Reading text —
+-------+
The performance of our deep learning model is affected by the training epochs and the training and validation set sizes. The training curves on different training sets and validation sets are shown in Fig. 2b, c. Initially, our model performs well on the training set only, implying overfitting. The curves then converge (dashed line) and our model performs well on both the training set and the validation set. The sudden jump in the loss curve in Fig. 2c is caused by the change in the learning rate (further details are presented in the “Methods” section). Use of more training and validation data causes the curves to converge more quickly. The deep learning model performs well after these few-sample training. In Fig. 2d, we show a confusion matrix for prediction of a uniformly distributed test set, which demonstrates accuracy of 99.38%.

### Comparison between deep learning method and the master equation

In our case, the master equation that we employed is the commonly used one without considering the noise spectrum. The accuracies of the deep learning model and the master equation fitting on noisy data are different. Figure 4 shows the accuracies obtained by the two methods. The deep learning model is trained on a training set without additional noise, and tested on a test set with additional white noise whose standard deviation is σ (the transmission spectra with noise are given in Supplementary Materials). Here for simplicity, the data set is composed of the transmission of four MW bins only (one of them is reference bin) and the frequency difference between the adjoin bins is Δf = 2kHz. On the other hand, the result of the master equation is given based on the same test set as that of the deep learning model. The deep learning method outperforms the fitting of the master equation on the noisy data set.
+-------+
Material —
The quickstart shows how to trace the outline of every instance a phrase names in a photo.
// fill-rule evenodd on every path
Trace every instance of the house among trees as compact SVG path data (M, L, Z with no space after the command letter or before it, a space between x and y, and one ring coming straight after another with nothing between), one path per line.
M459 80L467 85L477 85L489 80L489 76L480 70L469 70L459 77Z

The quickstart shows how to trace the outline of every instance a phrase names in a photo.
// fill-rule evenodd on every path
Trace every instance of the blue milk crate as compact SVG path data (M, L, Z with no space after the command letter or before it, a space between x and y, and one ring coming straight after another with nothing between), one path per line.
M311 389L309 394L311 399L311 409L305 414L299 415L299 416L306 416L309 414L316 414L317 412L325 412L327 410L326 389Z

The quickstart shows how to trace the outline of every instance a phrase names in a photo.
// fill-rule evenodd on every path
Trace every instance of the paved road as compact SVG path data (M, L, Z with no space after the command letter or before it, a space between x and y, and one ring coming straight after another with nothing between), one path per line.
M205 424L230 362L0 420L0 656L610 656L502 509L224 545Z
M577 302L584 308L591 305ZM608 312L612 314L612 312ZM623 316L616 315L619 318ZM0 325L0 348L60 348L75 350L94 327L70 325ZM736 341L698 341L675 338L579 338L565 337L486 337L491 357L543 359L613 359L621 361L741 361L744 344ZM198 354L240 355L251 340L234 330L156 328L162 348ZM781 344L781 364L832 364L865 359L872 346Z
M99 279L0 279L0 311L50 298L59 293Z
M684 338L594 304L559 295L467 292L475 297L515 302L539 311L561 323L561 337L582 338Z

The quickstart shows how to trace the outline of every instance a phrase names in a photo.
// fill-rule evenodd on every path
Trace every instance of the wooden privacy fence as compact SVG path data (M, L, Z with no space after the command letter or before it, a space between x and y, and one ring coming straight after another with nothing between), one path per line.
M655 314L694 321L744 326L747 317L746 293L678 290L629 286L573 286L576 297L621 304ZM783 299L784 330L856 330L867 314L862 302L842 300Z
+-------+
The tasks —
1. From the deep learning passage above, write out the part starting with "The performance of" and going on through "accuracy of 99.38%.", substituting "error matrix" for "confusion matrix".
2. Answer these questions from the deep learning passage above.
(a) What accuracy does the confusion matrix in Fig. 2d demonstrate?
(b) What causes the sudden jump in the loss curve in Fig. 2c?
(c) What is the frequency difference between the adjoining bins in the data set?
3. List every figure or figure panel that the deep learning passage above cites, in the order of first mention.

Problem solutions —
1.
The performance of our deep learning model is affected by the training epochs and the training and validation set sizes. The training curves on different training sets and validation sets are shown in Fig. 2b, c. Initially, our model performs well on the training set only, implying overfitting. The curves then converge (dashed line) and our model performs well on both the training set and the validation set. The sudden jump in the loss curve in Fig. 2c is caused by the change in the learning rate (further details are presented in the “Methods” section). Use of more training and validation data causes the curves to converge more quickly. The deep learning model performs well after these few-sample training. In Fig. 2d, we show a error matrix for prediction of a uniformly distributed test set, which demonstrates accuracy of 99.38%.

2.
(a) 99.38%
(b) The change in the learning rate.
(c) Δf = 2kHz

3.
Fig. 2b
Fig. 2c
Fig. 2d
Figure 4